• SHORT EXERCISE A: Reproduce the part of the Employee Retention Credit passage that opens with the words "How the ERTC" and closes with "for ERTC eligibility.", with "businesses" renamed to "companies".

• SOURCE EXCERPT:
▼▼▼

As you determine overall eligibility and the wages that qualify for the credit, it’s vital to stay on top of the ever-changing rules. IRS guidance related to the latest Employee Retention Credit ERC rules can be found on their website and various other online resources.
Calculating qualifying wages for the ERTC requires performing a tally of compensation that is eligible for the credit. These wages include:
- Salaries and hourly pay
- Health plan expenses
The rules vary for large and small employers, and wages paid to owners and family members may not be eligible for the credit. Determining the amount of the credit is a highly individualized process, which is why it is strongly recommended that you work with a tax attorney or professional to claim the credit.
How the ERTC Could Affect Employee Stock Options and Equity Incentives
Though the ERTC has the potential to impact businesses that offer stock options and other equity incentives, the effects are indirect. Keep in mind that employee stock options and equity incentives cannot be counted as qualified wages for ERTC eligibility.

▲▲▲

• Records from a collection:

▼▼▼

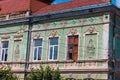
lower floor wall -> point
(72, 76)
(87, 76)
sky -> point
(115, 2)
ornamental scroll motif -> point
(91, 30)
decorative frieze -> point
(5, 37)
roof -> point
(13, 6)
(69, 5)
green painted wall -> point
(81, 25)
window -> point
(53, 48)
(72, 53)
(37, 49)
(4, 51)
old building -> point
(82, 38)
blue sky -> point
(60, 1)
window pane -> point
(51, 52)
(55, 52)
(6, 51)
(5, 44)
(2, 54)
(54, 41)
(35, 53)
(70, 40)
(39, 53)
(76, 39)
(38, 42)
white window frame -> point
(53, 47)
(37, 47)
(4, 49)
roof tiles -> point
(69, 5)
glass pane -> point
(51, 52)
(76, 39)
(35, 53)
(54, 41)
(55, 52)
(38, 42)
(70, 40)
(2, 54)
(5, 44)
(39, 53)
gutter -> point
(74, 9)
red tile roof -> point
(12, 6)
(69, 5)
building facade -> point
(81, 38)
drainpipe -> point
(113, 54)
(28, 45)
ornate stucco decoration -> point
(18, 35)
(54, 34)
(5, 37)
(73, 32)
(37, 35)
(91, 30)
(91, 44)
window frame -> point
(53, 48)
(34, 47)
(73, 44)
(2, 57)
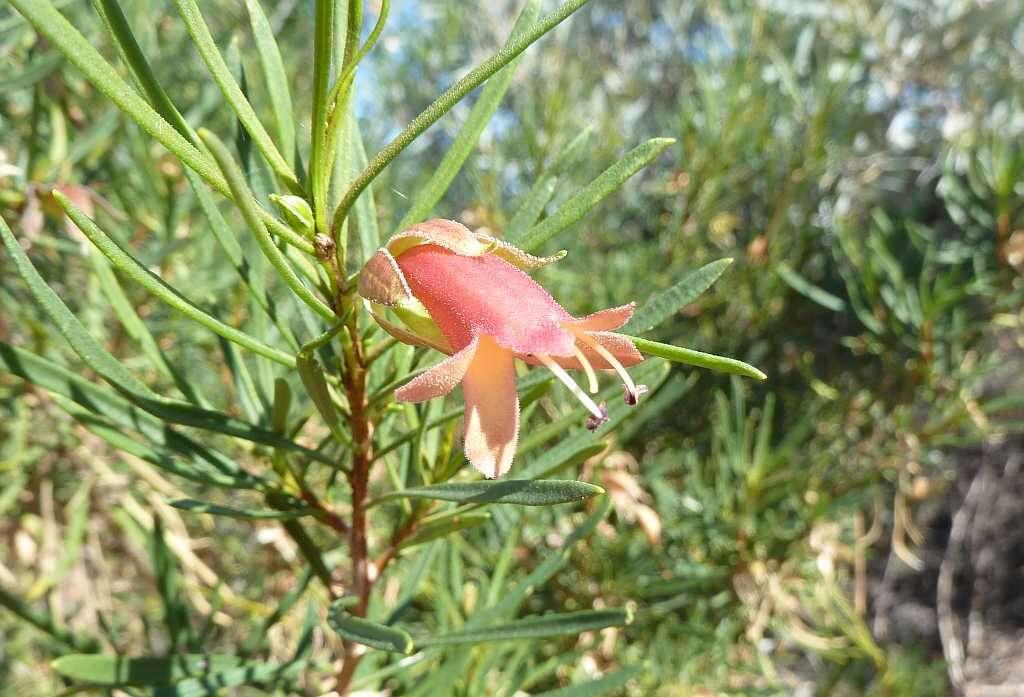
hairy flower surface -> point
(467, 294)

▲▲▲

• SHORT EXERCISE B: Arrange the records from the line containing "red tile roof -> point" through the end of the records as a Markdown table with the columns Row and Line, skipping blank lines and leaving the pictures out.

• COMPLETE ANSWER A:
How the ERTC Could Affect Employee Stock Options and Equity Incentives
Though the ERTC has the potential to impact companies that offer stock options and other equity incentives, the effects are indirect. Keep in mind that employee stock options and equity incentives cannot be counted as qualified wages for ERTC eligibility.

• COMPLETE ANSWER B:
| Row | Line |
|---|---|
| 1 | red tile roof -> point |
| 2 | (12, 6) |
| 3 | (69, 5) |
| 4 | building facade -> point |
| 5 | (81, 38) |
| 6 | drainpipe -> point |
| 7 | (113, 54) |
| 8 | (28, 45) |
| 9 | ornate stucco decoration -> point |
| 10 | (18, 35) |
| 11 | (54, 34) |
| 12 | (5, 37) |
| 13 | (73, 32) |
| 14 | (37, 35) |
| 15 | (91, 30) |
| 16 | (91, 44) |
| 17 | window frame -> point |
| 18 | (53, 48) |
| 19 | (34, 47) |
| 20 | (73, 44) |
| 21 | (2, 57) |
| 22 | hairy flower surface -> point |
| 23 | (467, 294) |